┏━━
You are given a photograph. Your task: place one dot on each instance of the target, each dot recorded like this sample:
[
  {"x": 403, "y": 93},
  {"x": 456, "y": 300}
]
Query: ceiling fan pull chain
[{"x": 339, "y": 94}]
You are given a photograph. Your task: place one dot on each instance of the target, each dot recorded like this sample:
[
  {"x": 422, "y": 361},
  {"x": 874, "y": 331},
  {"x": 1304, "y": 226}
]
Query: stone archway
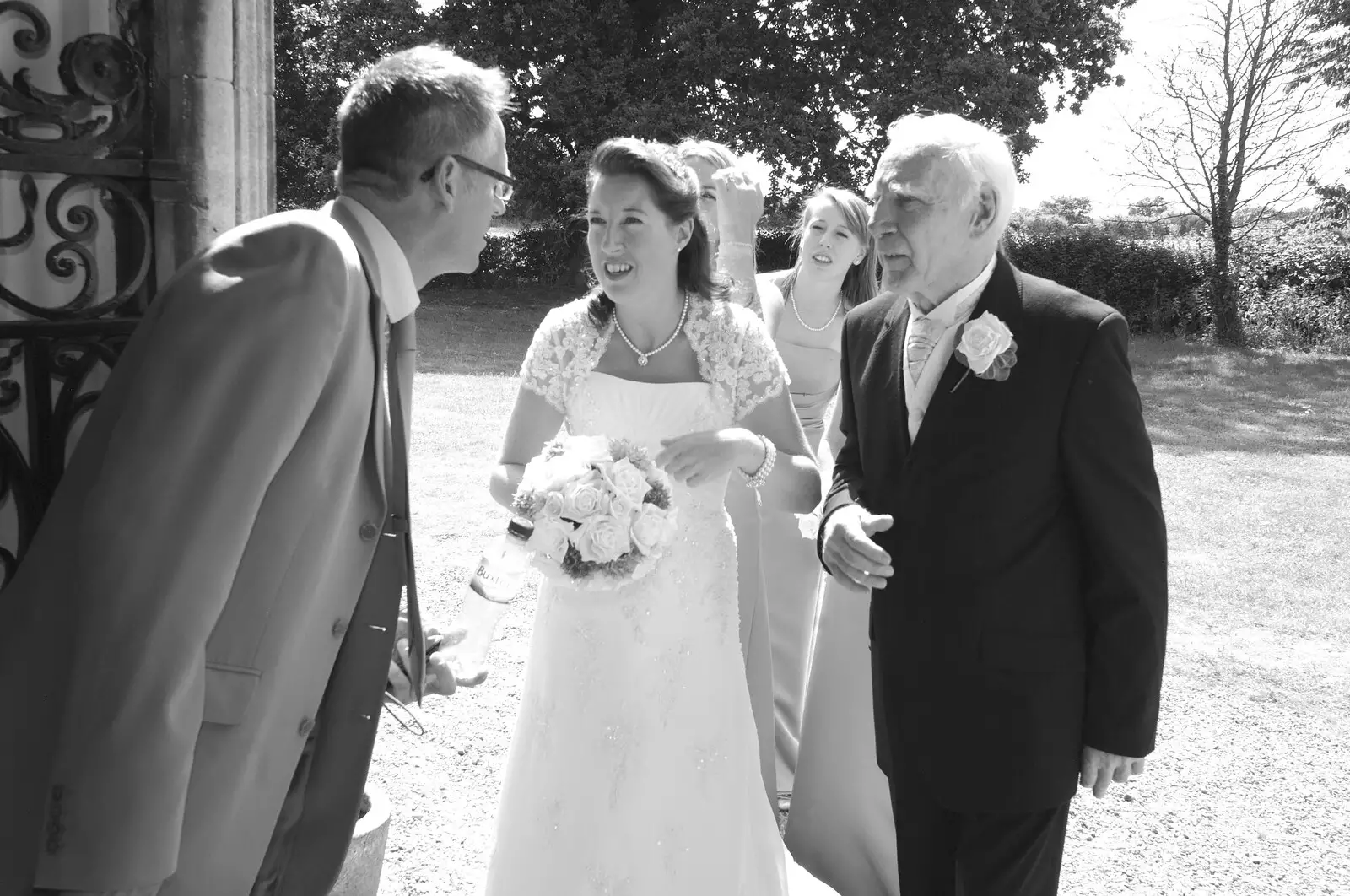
┗━━
Set down exactly the lines of the entries above from the one holding "Query: ceiling fan pull chain" through the last one, including both, with the pictures left out.

Solved exercise:
Query: ceiling fan pull chain
[{"x": 339, "y": 94}]
You are given a photograph. Your task: place one dot on each instance of the target, each dot recorded like this sample:
[
  {"x": 422, "y": 361},
  {"x": 874, "y": 331},
  {"x": 1304, "y": 226}
]
Query: stone archway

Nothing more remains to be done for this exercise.